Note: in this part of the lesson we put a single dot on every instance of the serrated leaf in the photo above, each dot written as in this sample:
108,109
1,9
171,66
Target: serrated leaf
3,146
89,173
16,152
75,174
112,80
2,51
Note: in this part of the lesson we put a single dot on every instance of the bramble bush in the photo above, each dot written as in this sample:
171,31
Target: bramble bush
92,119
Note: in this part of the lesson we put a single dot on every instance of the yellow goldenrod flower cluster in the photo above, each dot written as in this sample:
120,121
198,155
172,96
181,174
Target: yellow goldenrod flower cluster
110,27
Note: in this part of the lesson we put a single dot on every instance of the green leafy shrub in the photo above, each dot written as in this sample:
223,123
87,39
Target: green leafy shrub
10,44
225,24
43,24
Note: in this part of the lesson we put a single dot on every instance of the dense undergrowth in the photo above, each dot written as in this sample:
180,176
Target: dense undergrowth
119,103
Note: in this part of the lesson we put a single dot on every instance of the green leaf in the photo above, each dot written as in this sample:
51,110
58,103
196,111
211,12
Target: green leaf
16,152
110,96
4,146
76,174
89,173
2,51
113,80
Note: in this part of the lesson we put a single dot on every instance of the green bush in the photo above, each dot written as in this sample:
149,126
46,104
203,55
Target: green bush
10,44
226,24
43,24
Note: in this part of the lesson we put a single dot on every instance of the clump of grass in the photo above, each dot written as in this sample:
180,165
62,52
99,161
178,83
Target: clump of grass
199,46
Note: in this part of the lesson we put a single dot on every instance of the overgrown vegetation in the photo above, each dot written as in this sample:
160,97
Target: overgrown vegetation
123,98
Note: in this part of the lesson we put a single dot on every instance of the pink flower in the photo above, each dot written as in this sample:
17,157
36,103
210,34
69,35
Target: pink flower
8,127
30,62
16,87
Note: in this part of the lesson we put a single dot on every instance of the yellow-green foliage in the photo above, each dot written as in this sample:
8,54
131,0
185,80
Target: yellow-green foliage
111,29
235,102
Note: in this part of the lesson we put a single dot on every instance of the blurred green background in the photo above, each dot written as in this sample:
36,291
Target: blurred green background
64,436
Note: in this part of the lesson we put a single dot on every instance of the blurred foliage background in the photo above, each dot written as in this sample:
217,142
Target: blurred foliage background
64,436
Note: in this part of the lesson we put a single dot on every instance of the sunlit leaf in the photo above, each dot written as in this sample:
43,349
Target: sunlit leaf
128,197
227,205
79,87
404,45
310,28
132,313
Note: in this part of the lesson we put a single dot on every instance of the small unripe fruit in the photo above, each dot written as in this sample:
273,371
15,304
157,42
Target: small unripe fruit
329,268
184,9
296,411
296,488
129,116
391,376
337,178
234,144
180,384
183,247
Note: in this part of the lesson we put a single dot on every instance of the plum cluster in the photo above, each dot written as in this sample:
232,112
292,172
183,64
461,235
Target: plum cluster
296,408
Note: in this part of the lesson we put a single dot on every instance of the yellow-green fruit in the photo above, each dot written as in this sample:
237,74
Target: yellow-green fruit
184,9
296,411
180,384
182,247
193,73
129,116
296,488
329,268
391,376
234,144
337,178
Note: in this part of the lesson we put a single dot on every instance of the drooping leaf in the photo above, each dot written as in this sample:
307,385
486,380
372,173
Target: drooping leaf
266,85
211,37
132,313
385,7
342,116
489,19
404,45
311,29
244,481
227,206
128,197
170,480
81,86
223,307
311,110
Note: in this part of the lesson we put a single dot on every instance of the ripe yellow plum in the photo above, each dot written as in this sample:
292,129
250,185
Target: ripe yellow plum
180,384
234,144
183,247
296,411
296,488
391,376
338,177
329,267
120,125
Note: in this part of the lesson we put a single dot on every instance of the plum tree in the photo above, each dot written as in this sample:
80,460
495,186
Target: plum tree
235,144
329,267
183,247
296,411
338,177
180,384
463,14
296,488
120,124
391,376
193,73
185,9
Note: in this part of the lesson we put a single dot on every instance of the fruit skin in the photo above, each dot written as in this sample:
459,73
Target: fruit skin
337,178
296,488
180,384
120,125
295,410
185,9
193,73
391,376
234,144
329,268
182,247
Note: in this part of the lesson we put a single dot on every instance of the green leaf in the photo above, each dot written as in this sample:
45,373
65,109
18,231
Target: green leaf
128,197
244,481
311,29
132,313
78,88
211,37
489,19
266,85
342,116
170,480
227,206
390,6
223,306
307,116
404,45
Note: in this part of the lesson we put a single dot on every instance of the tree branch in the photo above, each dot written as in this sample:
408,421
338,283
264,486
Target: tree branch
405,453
______
### [Task instructions]
Reproduce every item above verbatim, from the first line through the last.

### [Output for this exercise]
Note: in this part of the lesson we put a single dot on every instance of the serrated leaf in the photo above, each dot written as in this sample:
108,109
1,9
171,66
Target: serrated leaf
3,146
89,173
16,152
75,174
112,80
2,51
Note: in this part of the lesson we put a single dot on every instance of the bramble bush in the photo above, each dot written as in this sample:
171,31
Target: bramble bush
92,119
Note: in this part of the lesson we put a single dot on every instance of the yellow goldenrod flower cluster in the photo above, each dot written as in this sample:
120,121
198,155
172,96
181,174
Target: yellow goldenrod flower cluster
110,27
Note: in this part of the lesson we put a single dot on every instance of the green leafy shrub in the photo above, each dot written as in this sample:
223,123
87,39
Target: green leafy shrub
10,44
225,24
43,24
Note: in this part of the lesson we put a single dot on every instance of the dense undergrowth in the photo above, each dot written as in this sample:
180,176
Target: dense undergrowth
119,103
Note: in this part of the lesson we put a single dot on every instance of the green leaf in the photo above, each dot written as in this sample:
51,110
58,103
196,111
211,12
Target: green leaf
16,152
110,96
4,146
76,174
89,173
2,51
113,80
Note: in this part of the lesson we put a single dot on every instance of the green bush in the photo above, each dot written as in this sample:
149,126
46,104
203,55
Target: green bush
10,44
226,24
43,24
Note: in this part of the lesson we put a single dot on every instance of the clump of grass in the photo above, each dot written as in this sample:
180,165
62,52
99,161
178,83
Target: clump of grass
199,46
Note: in this part of the lesson we put a single dot on every instance of the overgrown vegetation in the photo above, each dot written as in this sample:
160,97
Target: overgrown vegetation
123,98
Note: in this part of the lesson we put a single dot on every instance of the pink flower in the photo above, each dot written as in this sample:
17,157
36,103
210,34
69,35
Target: pink flower
8,127
30,62
16,87
Note: in this part of the lesson we put a single dot on every instance of the yellow-green foliage in the photo above, each dot written as in this sample:
8,54
131,0
185,80
Target: yellow-green foliage
111,29
235,102
Note: in this part of the lesson we put a single dot on every instance of the blurred green background in the photo above, each dot written as in this sample:
36,291
Target: blurred green background
64,436
Note: in this part of the lesson we put a single dot on every instance of the blurred foliage background in the photo above, each dot written as in this sample:
217,142
Target: blurred foliage background
64,436
Note: in this part of the lesson we put a single dot on every instance of the sunlit leaf in the photo above, each dot written as in this sample:
43,349
Target: sunlit leaf
128,197
227,205
79,87
404,45
310,28
132,313
Note: in this part of the lesson we put a single dot on every instance of the small unripe fruit in the photo above, each dot written as in this sample:
273,371
15,304
157,42
Target: small unripe fruit
329,268
184,9
296,411
296,488
129,116
391,376
337,178
234,144
180,384
183,247
Note: in this part of the lesson we put a single dot on every instance of the plum cluster in the photo above, each dot written as in this sample:
232,112
292,172
183,64
461,235
Target: plum cluster
296,408
Note: in this part of the lesson we put a single dot on every instance of the yellow-green fruit in the photo above, each dot written as in this sample:
237,74
Target: yellow-green fruit
184,9
296,411
180,384
182,247
193,73
129,116
296,488
329,268
391,376
234,144
337,178
Note: in this part of the lesson we put a single dot on every instance of the drooping leaf in the photo above, each dot written as in this sample:
307,385
486,380
372,173
Target: drooping leaf
266,85
211,37
132,313
385,7
342,116
489,19
404,45
311,29
244,481
227,206
128,197
170,480
81,86
223,307
311,110
Note: in this part of the lesson we put a single dot on every instance of the ripe yellow plum in the photo above, each dot written as in this sample:
292,129
250,185
Target: ripe yellow plum
180,384
234,144
183,247
296,411
296,488
391,376
338,177
329,267
120,125
Note: in this part of the lesson we put a single dot on every instance of the plum tree in the photo above, each dot written as in this sample:
80,460
495,186
Target: plum tree
235,144
329,267
183,247
296,411
338,177
180,384
463,14
296,488
120,124
391,376
193,73
185,9
Note: in this part of the lesson we put a single dot on every instance of the fruit skin in the photo above, each dot written as in this sample:
459,73
Target: fruit skin
337,178
296,488
180,384
120,125
295,410
185,9
193,73
391,376
234,144
329,268
182,247
Note: in this part of the lesson we put a single dot on every instance of the green leaf in the photo above, each dot written as in this sample:
45,373
65,109
18,231
Target: green leaf
128,197
244,481
311,29
132,313
78,88
211,37
489,19
266,85
342,116
170,480
227,206
390,6
223,306
307,116
404,45
Note: in this part of the lesson we put a single dot on every instance of the tree branch in the photo above, each dot written as in this sample:
408,421
338,283
264,486
Target: tree branch
405,453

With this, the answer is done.